=== Text section ===
........

Then NavCom — and Deere & Co, its parent company — fielded the StarFire system for both NavCom and John Deere customers, who not surprisingly use it mainly for agriculture. However, use of the system has grown since it was introduced in 1999 and currently around 10 percent of customers are in markets other than ag — in offshore, survey, construction, aerial, GIS, and government/military applications. The StarFire signal is available worldwide but NavCom offers two differently priced services: “Land Only” and “All Area” for non-ag applications. You have to have Navcom or John Deere equipment to be able to use it, but the network and the receivers come from the same people, so the system has been optimized for peak performance and there shouldn’t be concerns about third-party integrators or service providers.
In 2001 in collaboration with JPL, Real Time GIPSY (RTG) was combined with the existing StarFire clocks and orbits algorithms and a StarFire GPS 10-cm service was offered. Nowadays StarFire GNSS has evolved out of that original correction service and claims impressive 5-cm accuracies using its multi-constellation GPS and GLONASS corrections.

........

=== Stored rows ===
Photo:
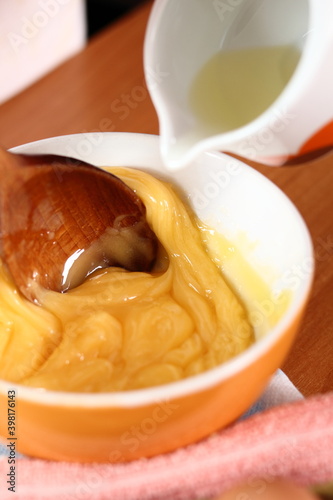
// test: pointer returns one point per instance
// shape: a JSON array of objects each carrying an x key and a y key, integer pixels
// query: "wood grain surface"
[{"x": 103, "y": 89}]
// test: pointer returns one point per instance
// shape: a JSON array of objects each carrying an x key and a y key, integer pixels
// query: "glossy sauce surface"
[{"x": 122, "y": 330}]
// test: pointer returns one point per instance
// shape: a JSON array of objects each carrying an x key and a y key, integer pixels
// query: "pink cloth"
[{"x": 293, "y": 441}]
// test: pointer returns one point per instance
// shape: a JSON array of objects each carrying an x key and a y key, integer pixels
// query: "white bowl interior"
[{"x": 229, "y": 196}]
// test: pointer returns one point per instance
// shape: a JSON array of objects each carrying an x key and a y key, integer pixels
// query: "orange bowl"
[{"x": 276, "y": 252}]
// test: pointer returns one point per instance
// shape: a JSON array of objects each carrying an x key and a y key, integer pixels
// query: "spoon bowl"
[{"x": 62, "y": 219}]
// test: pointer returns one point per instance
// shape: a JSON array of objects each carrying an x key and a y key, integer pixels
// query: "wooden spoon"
[{"x": 61, "y": 219}]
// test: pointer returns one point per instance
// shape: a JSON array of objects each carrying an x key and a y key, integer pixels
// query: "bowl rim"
[{"x": 193, "y": 384}]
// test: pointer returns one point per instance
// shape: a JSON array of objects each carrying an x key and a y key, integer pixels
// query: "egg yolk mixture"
[{"x": 123, "y": 330}]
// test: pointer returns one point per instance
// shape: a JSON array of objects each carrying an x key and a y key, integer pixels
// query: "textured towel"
[{"x": 292, "y": 440}]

........

Reproduce the text about the StarFire correction service word for word, from start to finish. The entries above are separate material from the text.

=== Response to this exercise ===
Then NavCom — and Deere & Co, its parent company — fielded the StarFire system for both NavCom and John Deere customers, who not surprisingly use it mainly for agriculture. However, use of the system has grown since it was introduced in 1999 and currently around 10 percent of customers are in markets other than ag — in offshore, survey, construction, aerial, GIS, and government/military applications. The StarFire signal is available worldwide but NavCom offers two differently priced services: “Land Only” and “All Area” for non-ag applications. You have to have Navcom or John Deere equipment to be able to use it, but the network and the receivers come from the same people, so the system has been optimized for peak performance and there shouldn’t be concerns about third-party integrators or service providers.
In 2001 in collaboration with JPL, Real Time GIPSY (RTG) was combined with the existing StarFire clocks and orbits algorithms and a StarFire GPS 10-cm service was offered. Nowadays StarFire GNSS has evolved out of that original correction service and claims impressive 5-cm accuracies using its multi-constellation GPS and GLONASS corrections.